__Objective__.
Give the entries again exactly, every one of them.

::: Raw data

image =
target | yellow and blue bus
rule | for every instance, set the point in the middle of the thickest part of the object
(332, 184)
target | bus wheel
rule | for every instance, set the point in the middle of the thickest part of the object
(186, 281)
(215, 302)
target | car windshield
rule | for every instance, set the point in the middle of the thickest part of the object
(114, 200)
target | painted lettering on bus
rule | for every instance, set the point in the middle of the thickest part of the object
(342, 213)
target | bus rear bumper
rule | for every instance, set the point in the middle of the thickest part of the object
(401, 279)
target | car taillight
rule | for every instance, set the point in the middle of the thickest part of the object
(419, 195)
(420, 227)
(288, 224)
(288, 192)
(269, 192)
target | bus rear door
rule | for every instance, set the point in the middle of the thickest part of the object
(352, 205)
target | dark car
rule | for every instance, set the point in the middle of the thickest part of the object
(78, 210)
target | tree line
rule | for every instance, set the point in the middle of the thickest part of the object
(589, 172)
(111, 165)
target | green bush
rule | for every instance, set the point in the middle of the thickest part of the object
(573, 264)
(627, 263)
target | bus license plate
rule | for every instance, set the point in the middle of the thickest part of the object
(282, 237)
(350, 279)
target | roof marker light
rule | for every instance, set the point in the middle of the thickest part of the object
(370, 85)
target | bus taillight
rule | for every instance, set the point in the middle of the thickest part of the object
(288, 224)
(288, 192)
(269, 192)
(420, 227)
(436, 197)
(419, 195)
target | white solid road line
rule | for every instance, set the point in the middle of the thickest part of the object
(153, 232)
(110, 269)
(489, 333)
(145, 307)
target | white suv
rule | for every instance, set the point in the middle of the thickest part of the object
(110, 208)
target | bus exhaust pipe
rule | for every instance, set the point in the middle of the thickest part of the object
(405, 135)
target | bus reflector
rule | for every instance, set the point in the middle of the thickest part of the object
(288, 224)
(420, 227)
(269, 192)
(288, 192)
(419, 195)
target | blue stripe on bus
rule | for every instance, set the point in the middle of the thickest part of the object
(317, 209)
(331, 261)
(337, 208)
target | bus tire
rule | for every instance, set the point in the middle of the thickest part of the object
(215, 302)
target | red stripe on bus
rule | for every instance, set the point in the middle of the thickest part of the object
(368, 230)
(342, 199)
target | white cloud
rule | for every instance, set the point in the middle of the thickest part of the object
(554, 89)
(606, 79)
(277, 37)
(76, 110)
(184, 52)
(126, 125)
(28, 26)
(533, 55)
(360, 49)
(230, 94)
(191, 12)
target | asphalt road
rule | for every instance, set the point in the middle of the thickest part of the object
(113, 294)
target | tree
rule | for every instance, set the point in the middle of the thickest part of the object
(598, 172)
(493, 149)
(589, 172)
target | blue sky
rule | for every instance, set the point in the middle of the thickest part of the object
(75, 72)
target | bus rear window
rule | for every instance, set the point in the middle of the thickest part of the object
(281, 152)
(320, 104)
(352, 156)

::::::

__Reply to the exercise__.
image =
target | yellow and blue bus
rule | for every instance, set the point in the middle of the thickest part of the object
(332, 184)
target | bus wheel
rule | for every instance, set the point in the middle of the thickest part of the object
(186, 281)
(215, 302)
target | car windshield
rule | for every instance, set the point in the middle of the thickest part of the object
(114, 200)
target | painted lettering on bus
rule | for every instance, set the point in the middle of the thickest part of the object
(342, 213)
target | bus rear bumper
rule | for every instance, set the point in the middle of the thickest part of the object
(401, 279)
target | car taillight
rule | for every instance, set the point in the middle of the thickest part of the object
(419, 195)
(420, 227)
(288, 224)
(288, 192)
(269, 192)
target | bus rear door
rule | for every instance, set the point in the middle of the thickest part of the object
(352, 205)
target | dark car
rule | for every instance, set the point in the middle of the thickest part of the object
(78, 210)
target | tree line
rule | for every instance, set the point in the middle of the thickest part of the object
(589, 172)
(111, 165)
target | green bush
rule | for every instance, set the point in the middle of the thickest part of the object
(573, 264)
(627, 263)
target | bus license plate
rule | for every instance, set the point in the middle of the thickest part of the object
(282, 237)
(350, 279)
target | roof marker light
rule | for every instance, set the point in the middle of the thickest part of the object
(370, 85)
target | bus taillight
rule | for every instance, set the point in the middle of the thickest part of the object
(288, 224)
(288, 192)
(269, 192)
(420, 227)
(436, 197)
(419, 195)
target | white solid road line
rule | for every instance, set the point in the middle of the thickest part of the object
(153, 232)
(110, 269)
(489, 333)
(145, 307)
target | white suv
rule | for every instance, set the point in the middle of the thickest part of the object
(110, 208)
target | bus exhaust pipe
rule | for every instance, set the point in the middle of the thickest part of the object
(405, 135)
target | bus reflector
rule | for every instance, set the point in the middle of the thickest part of the object
(288, 224)
(420, 227)
(269, 192)
(288, 192)
(419, 195)
target | blue stripe on bus
rule | for every instance, set the point in the middle of the thickest part of the object
(317, 209)
(331, 261)
(337, 208)
target | bus tire
rule | for every instance, set the point in the middle of the thickest part of the object
(215, 302)
target | red stripe on bus
rule | for every instance, set the point in the middle of the thickest part of the object
(368, 230)
(342, 199)
target | white cloud
rule | for every instance, set the point in the middle of the thickest part of the object
(554, 89)
(606, 79)
(277, 37)
(76, 110)
(184, 52)
(126, 125)
(28, 26)
(533, 55)
(360, 49)
(230, 94)
(191, 12)
target | asphalt road
rule | for every instance, set the point in the middle of the thickest part of the object
(113, 294)
target | tree
rule | for every instance, set the point in the middle of the thickest part of the object
(598, 172)
(493, 149)
(589, 172)
target | blue sky
rule | for every instance, set the point in the middle of the thickest part of the object
(75, 72)
target | bus rear window
rule | for every instance, set the point in the middle of the thickest part of the object
(281, 152)
(320, 104)
(352, 156)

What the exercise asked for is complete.